* Short problem: Repeat each of the items below word for word, keeping every line as it is.

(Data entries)
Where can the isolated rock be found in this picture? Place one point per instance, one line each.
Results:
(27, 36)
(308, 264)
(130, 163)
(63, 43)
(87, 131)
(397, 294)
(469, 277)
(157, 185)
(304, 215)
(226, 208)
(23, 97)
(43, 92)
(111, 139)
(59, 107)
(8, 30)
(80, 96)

* Correct output:
Where can the isolated rock be found in this picture? Place one point per instance, one line each.
Results:
(27, 36)
(308, 264)
(130, 163)
(63, 43)
(87, 131)
(397, 294)
(469, 277)
(157, 185)
(304, 215)
(226, 208)
(23, 97)
(43, 92)
(111, 139)
(59, 107)
(8, 30)
(80, 96)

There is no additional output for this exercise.